Objective: This study aimed to evaluate whether ChatGPT-4 can function as a virtual outpatient assistant in the management of puerperal mastitis by assessing the accuracy, clarity, and clinical safety of its responses to frequently asked patient questions in Turkish.

Methods: Fifteen questions about puerperal mastitis were sourced from public health care websites and online forums. These questions were categorized into general information (n=2), symptoms and diagnosis (n=6), treatment (n=2), and prognosis (n=5). Each question was entered into ChatGPT-4 (September 3, 2024), and a single Turkish-language response was obtained. The responses were evaluated by a panel consisting of 3 board-certified general surgeons and 2 general surgery residents, using five criteria: sufficient length, patient-understandable language, accuracy, adherence to current guidelines, and patient safety. Quantitative metrics included the DISCERN score, Flesch-Kincaid readability score, and inter-rater reliability assessed using the intraclass correlation coefficient (ICC).

Results: A total of 15 questions were evaluated. ChatGPT’s responses were rated as “excellent” overall by the evaluators, with higher scores observed for treatment- and prognosis-related questions. A statistically significant difference was found in DISCERN scores across question types (P=.01), with treatment and prognosis questions receiving higher ratings. In contrast, no significant differences were detected in evaluator-based ratings (sufficient length, understandability, accuracy, guideline compliance, and patient safety), JAMA benchmark scores, or Flesch-Kincaid readability levels (P>.05 for all). Interrater agreement was good across all evaluation parameters (ICC=0.772); however, agreement varied when assessed by individual criteria. Correlation analyses revealed no significant overall associations between subjective ratings and objective quality measures, although a strong positive correlation between literature compliance and patient safety was identified for one question (r=0.968, P<.001).

WHAT TO WORK ON: Please list the criteria the evaluation panel used to judge the responses, according to the study abstract above.

COLLECTED DATA:

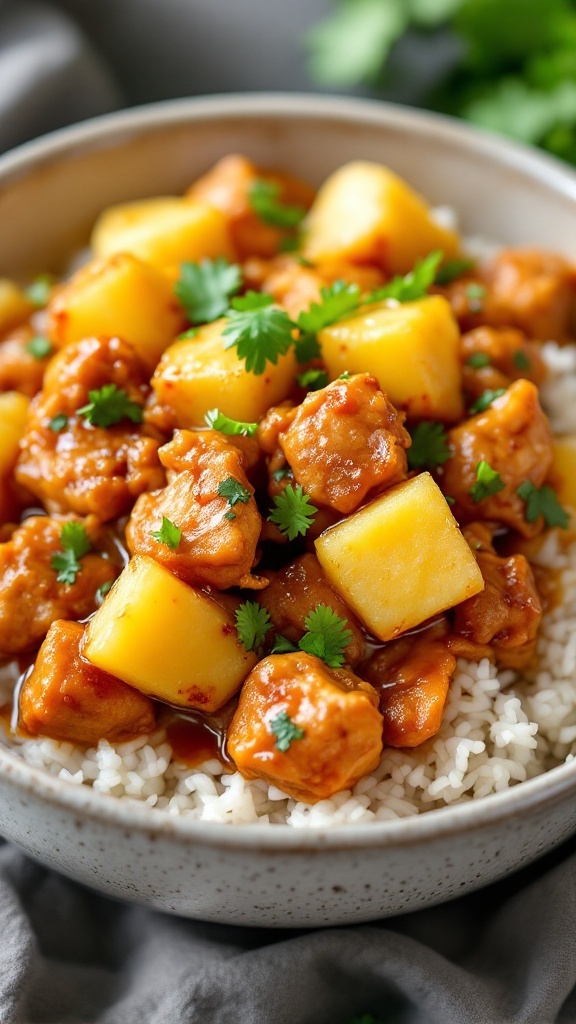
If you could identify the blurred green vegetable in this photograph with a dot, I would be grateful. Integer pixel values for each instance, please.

ANSWER SPACE:
- Sufficient length
- Patient-understandable language
- Accuracy
- Adherence to current guidelines
- Patient safety